> **The records**
::::::::
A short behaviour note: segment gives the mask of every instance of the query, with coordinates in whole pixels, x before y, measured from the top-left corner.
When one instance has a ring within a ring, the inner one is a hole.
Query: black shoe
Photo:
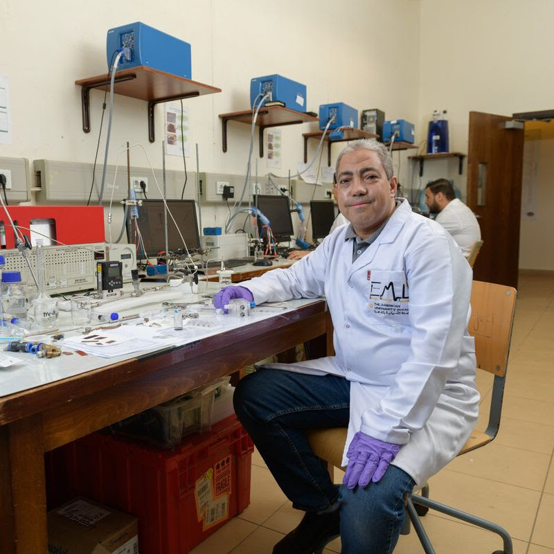
[[[306,512],[298,526],[273,547],[273,554],[312,554],[338,537],[340,510],[318,515]]]

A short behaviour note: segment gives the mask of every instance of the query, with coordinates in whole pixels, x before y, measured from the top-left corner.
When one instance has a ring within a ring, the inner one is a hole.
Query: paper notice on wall
[[[267,167],[280,168],[283,154],[281,129],[274,127],[268,129],[267,137]]]
[[[231,494],[231,456],[220,460],[214,466],[213,485],[215,496]]]
[[[195,499],[196,501],[196,515],[199,521],[204,518],[206,510],[213,499],[213,470],[210,467],[202,477],[196,480]]]
[[[84,500],[76,500],[58,510],[57,513],[83,527],[91,527],[109,515],[110,512]]]
[[[539,170],[540,131],[525,132],[523,171],[521,174],[521,219],[537,219],[537,181]]]
[[[227,494],[210,502],[206,509],[206,517],[202,524],[202,530],[205,531],[221,521],[224,521],[229,516],[229,497]]]
[[[331,166],[321,166],[319,171],[317,170],[317,166],[314,163],[311,167],[308,167],[307,163],[299,163],[296,169],[300,175],[301,179],[310,185],[321,185],[323,183],[332,183],[334,168]]]
[[[11,118],[8,75],[0,75],[0,144],[12,143]]]
[[[188,108],[180,105],[166,106],[166,153],[172,156],[190,156],[188,148]]]

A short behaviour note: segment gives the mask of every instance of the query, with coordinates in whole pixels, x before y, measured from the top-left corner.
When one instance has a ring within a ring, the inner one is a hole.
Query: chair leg
[[[481,527],[483,529],[487,529],[489,531],[495,533],[497,535],[500,535],[503,544],[503,550],[499,551],[497,551],[497,552],[500,552],[501,554],[513,554],[514,551],[512,545],[512,537],[510,536],[509,533],[506,529],[504,529],[503,527],[501,527],[497,524],[488,521],[486,519],[483,519],[481,517],[477,517],[476,516],[472,515],[471,514],[468,514],[465,512],[462,512],[460,510],[456,510],[454,508],[451,508],[450,506],[445,506],[445,504],[441,504],[440,502],[436,502],[434,500],[429,500],[428,498],[420,497],[418,494],[411,494],[408,498],[408,510],[409,513],[410,514],[410,519],[411,519],[412,524],[413,524],[414,528],[416,528],[416,532],[418,530],[416,527],[417,524],[414,521],[410,510],[410,505],[411,505],[412,508],[413,508],[413,504],[418,504],[420,506],[431,508],[432,510],[436,510],[438,512],[452,516],[457,519],[461,519],[463,521],[466,521],[467,523],[472,524],[477,527]],[[415,512],[415,511],[416,508],[413,508],[413,512]],[[419,525],[421,526],[421,522],[419,521],[419,518],[417,519]],[[419,536],[419,533],[418,533],[418,536]],[[425,548],[425,547],[424,545],[424,549]],[[425,551],[425,552],[427,553],[427,551]],[[433,551],[433,552],[434,552],[434,551]]]
[[[421,524],[420,517],[418,515],[418,512],[416,511],[416,508],[413,506],[413,503],[411,501],[411,499],[412,495],[410,494],[406,503],[406,510],[408,512],[408,515],[410,517],[410,521],[413,526],[413,528],[416,530],[416,533],[418,535],[418,538],[420,539],[420,542],[423,547],[425,554],[436,554],[435,549],[433,548],[433,545],[431,544],[427,533]]]

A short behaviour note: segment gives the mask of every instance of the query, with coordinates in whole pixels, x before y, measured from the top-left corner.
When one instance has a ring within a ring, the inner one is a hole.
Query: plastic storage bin
[[[172,451],[93,434],[46,454],[48,505],[88,497],[136,516],[141,554],[186,554],[250,503],[253,450],[234,416]]]
[[[127,418],[113,425],[112,429],[165,448],[175,447],[186,435],[210,430],[215,396],[229,381],[229,377],[216,379]]]

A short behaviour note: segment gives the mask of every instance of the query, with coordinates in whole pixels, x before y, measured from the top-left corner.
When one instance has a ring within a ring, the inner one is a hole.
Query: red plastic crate
[[[170,451],[95,433],[46,455],[48,503],[88,497],[137,517],[142,554],[186,554],[250,503],[253,451],[234,415]],[[209,483],[199,517],[196,489]]]

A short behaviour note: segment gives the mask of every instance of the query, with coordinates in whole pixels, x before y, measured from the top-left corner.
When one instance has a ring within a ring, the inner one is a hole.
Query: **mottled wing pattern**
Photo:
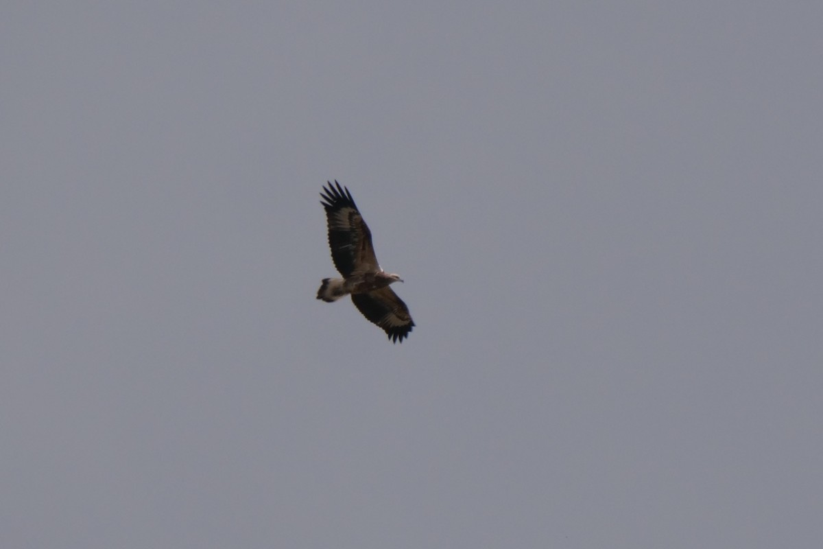
[[[353,272],[370,272],[379,270],[374,249],[371,245],[371,231],[357,211],[357,206],[349,189],[341,187],[337,181],[335,188],[331,181],[323,187],[320,202],[326,208],[328,225],[328,245],[332,249],[334,266],[345,277]]]
[[[415,325],[408,307],[388,286],[368,294],[352,294],[351,300],[363,316],[383,328],[393,342],[402,343]]]

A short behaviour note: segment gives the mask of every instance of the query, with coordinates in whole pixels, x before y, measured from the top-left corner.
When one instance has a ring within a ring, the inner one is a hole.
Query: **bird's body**
[[[367,319],[385,331],[393,342],[402,342],[415,325],[408,307],[388,286],[402,281],[377,263],[371,231],[357,210],[349,189],[328,183],[321,193],[328,226],[332,260],[342,278],[323,278],[317,299],[331,303],[346,295]]]

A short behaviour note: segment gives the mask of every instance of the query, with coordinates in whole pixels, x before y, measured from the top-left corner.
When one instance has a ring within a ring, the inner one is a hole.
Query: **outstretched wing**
::::::::
> **Prompt**
Transcribe every record above exactly as written, leaving out any pictures.

> **Response to the exercise**
A short behaviour note: segment gives the mask of every instance of the query, with coordinates in whole pixels, x before y, measured from the top-left corner.
When one instance has a ring within a ring, the inner one is a hole.
Query: black shoe
Photo:
[[[306,512],[298,526],[273,547],[273,554],[312,554],[338,537],[340,510],[318,515]]]

A short behaviour note: segment gives the mask of every instance of the query, with coordinates in whole pixels, x before y, measured from the top-left corner.
When one instance has a ring within a ring, the inner one is a hole.
Query: paper notice on wall
[[[267,167],[280,168],[283,154],[281,129],[274,127],[268,129],[267,137]]]
[[[231,494],[231,456],[220,460],[214,466],[213,485],[215,496]]]
[[[195,499],[196,501],[196,515],[199,521],[204,518],[206,510],[213,499],[213,470],[210,467],[202,477],[196,480]]]
[[[84,500],[76,500],[58,510],[57,513],[83,527],[91,527],[109,515],[110,512]]]
[[[539,170],[540,131],[525,132],[523,171],[521,174],[521,219],[537,219],[537,181]]]
[[[227,494],[210,502],[206,509],[206,517],[202,524],[202,530],[205,531],[221,521],[224,521],[229,516],[229,497]]]
[[[331,166],[321,166],[319,171],[317,170],[317,166],[314,163],[311,167],[308,167],[307,163],[299,163],[296,169],[300,175],[301,179],[310,185],[321,185],[323,183],[332,183],[334,168]]]
[[[11,118],[8,75],[0,75],[0,144],[12,143]]]
[[[188,108],[180,105],[166,106],[166,153],[172,156],[190,156],[188,148]]]

A short behaviour note: segment gives the mask of every instance of the query, with coordinates in whole pixels, x before y, measured from the top-left corner.
When one instance has a ring within a ring, the inner one is a hole.
Query: chair leg
[[[481,527],[483,529],[487,529],[489,531],[495,533],[497,535],[500,535],[503,544],[503,550],[499,551],[497,551],[497,552],[500,552],[501,554],[513,554],[514,551],[512,545],[512,537],[510,536],[509,533],[506,529],[504,529],[503,527],[501,527],[497,524],[488,521],[486,519],[483,519],[481,517],[477,517],[476,516],[472,515],[471,514],[468,514],[465,512],[462,512],[460,510],[456,510],[454,508],[451,508],[450,506],[445,506],[445,504],[441,504],[440,502],[436,502],[434,500],[429,500],[428,498],[420,497],[418,494],[411,494],[408,498],[408,510],[409,513],[410,514],[410,519],[411,519],[412,524],[413,524],[414,528],[416,528],[416,532],[418,530],[416,527],[417,524],[414,521],[410,510],[410,505],[411,505],[412,508],[413,508],[413,504],[418,504],[420,506],[431,508],[432,510],[436,510],[438,512],[452,516],[457,519],[461,519],[463,521],[466,521],[467,523],[472,524],[477,527]],[[415,512],[415,511],[416,508],[413,508],[413,512]],[[419,525],[421,526],[421,522],[419,521],[419,518],[417,519]],[[419,536],[419,533],[418,533],[418,536]],[[425,548],[425,547],[424,545],[424,549]],[[425,551],[425,552],[427,553],[427,551]],[[433,551],[433,552],[434,552],[434,551]]]
[[[421,524],[420,517],[418,515],[418,512],[416,511],[416,508],[413,506],[413,503],[411,501],[411,499],[412,495],[410,494],[406,503],[406,510],[408,512],[408,515],[410,517],[410,521],[413,526],[413,528],[416,530],[416,533],[418,535],[418,538],[420,539],[420,542],[423,547],[425,554],[436,554],[435,549],[433,548],[433,545],[431,544],[427,533]]]

A short behaviour note: segment gives the mask of every instance of the query, with coordinates in whole pixels, x before y, measured from the top-left corner.
When one instance has a ring within a ring, the inner one is a hole.
Query: plastic storage bin
[[[172,451],[93,434],[46,454],[48,505],[88,497],[136,516],[141,554],[186,554],[250,503],[253,450],[234,416]]]
[[[127,418],[113,425],[112,429],[165,448],[175,447],[186,435],[210,430],[215,396],[229,381],[229,377],[216,379]]]

A short behaviour note: segment gives the mask of every instance of the query, with coordinates in whole pixels, x before y, measured from the top-left corner.
When one instance has a ring within a ring, the inner one is a hole.
Query: red plastic crate
[[[170,451],[95,433],[46,455],[48,503],[88,497],[137,517],[142,554],[186,554],[250,503],[253,451],[234,415]],[[209,483],[199,517],[196,489]]]

A short behaviour note: segment gives the mask of every instance of the query, with coordinates in whole pixels, x before y, measured from the top-left corner.
When one instance has a ring within a ring, the inner one is a hole.
Query: **mottled wing pattern**
Photo:
[[[353,272],[370,272],[379,270],[374,249],[371,245],[371,231],[357,211],[357,206],[349,189],[341,187],[337,181],[335,188],[331,181],[323,187],[320,202],[326,208],[328,225],[328,245],[332,249],[334,266],[345,277]]]
[[[415,325],[408,307],[388,286],[368,294],[352,294],[351,300],[363,316],[383,328],[393,342],[402,343]]]

A short behaviour note: segment gives the mask of every instance of the query, with coordinates in whole pixels, x before y, measured from the top-left corner.
When one instance has a ring within a ring, the inner one is a hole.
Query: **bird's body**
[[[367,319],[385,331],[393,342],[402,342],[415,325],[408,307],[388,286],[402,281],[377,263],[371,231],[357,210],[349,189],[328,183],[321,193],[328,226],[332,260],[342,278],[323,278],[317,299],[331,303],[346,295]]]

A short behaviour note: segment gives the mask of every instance of the query, with coordinates in whole pixels, x before y, measured from the top-left corner.
When one instance has a ring within a ring, the inner one is a hole.
Query: **outstretched wing**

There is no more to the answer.